Directions:
Collect every line in the records below that contains the word "young" and copy each of those lines in full. Matches must have the same case.

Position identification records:

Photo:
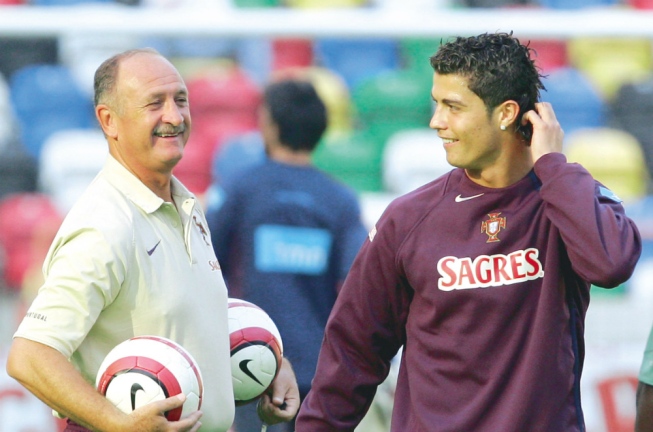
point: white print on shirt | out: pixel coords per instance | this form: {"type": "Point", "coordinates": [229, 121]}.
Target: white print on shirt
{"type": "Point", "coordinates": [489, 270]}
{"type": "Point", "coordinates": [372, 233]}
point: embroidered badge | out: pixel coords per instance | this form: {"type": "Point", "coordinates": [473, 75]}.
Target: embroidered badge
{"type": "Point", "coordinates": [492, 227]}
{"type": "Point", "coordinates": [203, 231]}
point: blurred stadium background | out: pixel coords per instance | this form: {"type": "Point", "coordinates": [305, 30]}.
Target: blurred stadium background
{"type": "Point", "coordinates": [369, 61]}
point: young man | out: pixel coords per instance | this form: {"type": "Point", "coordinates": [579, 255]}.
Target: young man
{"type": "Point", "coordinates": [286, 233]}
{"type": "Point", "coordinates": [133, 258]}
{"type": "Point", "coordinates": [482, 275]}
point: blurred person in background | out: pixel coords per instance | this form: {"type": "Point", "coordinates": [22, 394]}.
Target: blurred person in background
{"type": "Point", "coordinates": [133, 257]}
{"type": "Point", "coordinates": [285, 233]}
{"type": "Point", "coordinates": [644, 416]}
{"type": "Point", "coordinates": [483, 275]}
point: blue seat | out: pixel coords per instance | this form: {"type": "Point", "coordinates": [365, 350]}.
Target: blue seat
{"type": "Point", "coordinates": [66, 2]}
{"type": "Point", "coordinates": [357, 59]}
{"type": "Point", "coordinates": [46, 98]}
{"type": "Point", "coordinates": [576, 102]}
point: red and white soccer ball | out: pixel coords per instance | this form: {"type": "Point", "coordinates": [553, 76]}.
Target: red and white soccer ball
{"type": "Point", "coordinates": [145, 369]}
{"type": "Point", "coordinates": [256, 350]}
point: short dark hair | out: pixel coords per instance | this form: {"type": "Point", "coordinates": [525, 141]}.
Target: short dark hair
{"type": "Point", "coordinates": [106, 75]}
{"type": "Point", "coordinates": [298, 112]}
{"type": "Point", "coordinates": [498, 67]}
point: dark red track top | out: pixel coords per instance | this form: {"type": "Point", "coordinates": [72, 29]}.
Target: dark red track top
{"type": "Point", "coordinates": [487, 290]}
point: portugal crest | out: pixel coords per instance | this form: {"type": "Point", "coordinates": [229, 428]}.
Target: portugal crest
{"type": "Point", "coordinates": [493, 226]}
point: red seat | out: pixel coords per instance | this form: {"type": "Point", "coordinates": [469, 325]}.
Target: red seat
{"type": "Point", "coordinates": [641, 4]}
{"type": "Point", "coordinates": [550, 54]}
{"type": "Point", "coordinates": [291, 53]}
{"type": "Point", "coordinates": [618, 400]}
{"type": "Point", "coordinates": [28, 223]}
{"type": "Point", "coordinates": [224, 101]}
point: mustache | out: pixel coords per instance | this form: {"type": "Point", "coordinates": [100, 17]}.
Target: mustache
{"type": "Point", "coordinates": [170, 130]}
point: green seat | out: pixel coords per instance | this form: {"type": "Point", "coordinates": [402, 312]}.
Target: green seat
{"type": "Point", "coordinates": [353, 158]}
{"type": "Point", "coordinates": [393, 101]}
{"type": "Point", "coordinates": [415, 54]}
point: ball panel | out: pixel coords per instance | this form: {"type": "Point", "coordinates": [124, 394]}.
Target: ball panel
{"type": "Point", "coordinates": [256, 350]}
{"type": "Point", "coordinates": [148, 368]}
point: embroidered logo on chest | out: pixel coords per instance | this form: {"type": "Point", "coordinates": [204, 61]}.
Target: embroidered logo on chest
{"type": "Point", "coordinates": [203, 231]}
{"type": "Point", "coordinates": [493, 226]}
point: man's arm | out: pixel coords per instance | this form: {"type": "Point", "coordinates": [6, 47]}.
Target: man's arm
{"type": "Point", "coordinates": [283, 402]}
{"type": "Point", "coordinates": [644, 418]}
{"type": "Point", "coordinates": [46, 373]}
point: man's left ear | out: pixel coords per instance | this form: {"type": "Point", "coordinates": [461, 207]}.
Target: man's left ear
{"type": "Point", "coordinates": [508, 114]}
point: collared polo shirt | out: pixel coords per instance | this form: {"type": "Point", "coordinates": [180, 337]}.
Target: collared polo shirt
{"type": "Point", "coordinates": [127, 263]}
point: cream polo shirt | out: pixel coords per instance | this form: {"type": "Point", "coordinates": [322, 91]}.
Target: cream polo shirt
{"type": "Point", "coordinates": [126, 263]}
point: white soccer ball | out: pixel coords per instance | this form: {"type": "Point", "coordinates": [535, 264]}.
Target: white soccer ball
{"type": "Point", "coordinates": [145, 369]}
{"type": "Point", "coordinates": [256, 350]}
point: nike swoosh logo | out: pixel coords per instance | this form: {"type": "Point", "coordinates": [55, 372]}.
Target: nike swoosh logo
{"type": "Point", "coordinates": [243, 367]}
{"type": "Point", "coordinates": [135, 388]}
{"type": "Point", "coordinates": [151, 251]}
{"type": "Point", "coordinates": [460, 198]}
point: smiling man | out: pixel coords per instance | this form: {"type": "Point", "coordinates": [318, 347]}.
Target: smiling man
{"type": "Point", "coordinates": [482, 275]}
{"type": "Point", "coordinates": [133, 257]}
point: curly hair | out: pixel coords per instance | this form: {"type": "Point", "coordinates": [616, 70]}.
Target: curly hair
{"type": "Point", "coordinates": [498, 67]}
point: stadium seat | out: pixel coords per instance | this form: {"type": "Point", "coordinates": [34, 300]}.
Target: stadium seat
{"type": "Point", "coordinates": [415, 54]}
{"type": "Point", "coordinates": [28, 222]}
{"type": "Point", "coordinates": [194, 169]}
{"type": "Point", "coordinates": [412, 158]}
{"type": "Point", "coordinates": [550, 54]}
{"type": "Point", "coordinates": [613, 157]}
{"type": "Point", "coordinates": [255, 3]}
{"type": "Point", "coordinates": [306, 4]}
{"type": "Point", "coordinates": [83, 53]}
{"type": "Point", "coordinates": [640, 4]}
{"type": "Point", "coordinates": [576, 4]}
{"type": "Point", "coordinates": [7, 119]}
{"type": "Point", "coordinates": [225, 102]}
{"type": "Point", "coordinates": [237, 153]}
{"type": "Point", "coordinates": [610, 62]}
{"type": "Point", "coordinates": [617, 396]}
{"type": "Point", "coordinates": [65, 2]}
{"type": "Point", "coordinates": [357, 59]}
{"type": "Point", "coordinates": [18, 169]}
{"type": "Point", "coordinates": [19, 52]}
{"type": "Point", "coordinates": [492, 3]}
{"type": "Point", "coordinates": [64, 178]}
{"type": "Point", "coordinates": [47, 98]}
{"type": "Point", "coordinates": [291, 53]}
{"type": "Point", "coordinates": [333, 91]}
{"type": "Point", "coordinates": [354, 158]}
{"type": "Point", "coordinates": [392, 101]}
{"type": "Point", "coordinates": [632, 110]}
{"type": "Point", "coordinates": [254, 56]}
{"type": "Point", "coordinates": [576, 102]}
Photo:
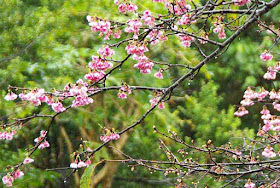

Answer to this exercise:
point: young man | out: pixel coords per instance | this form: {"type": "Point", "coordinates": [579, 255]}.
Target: young man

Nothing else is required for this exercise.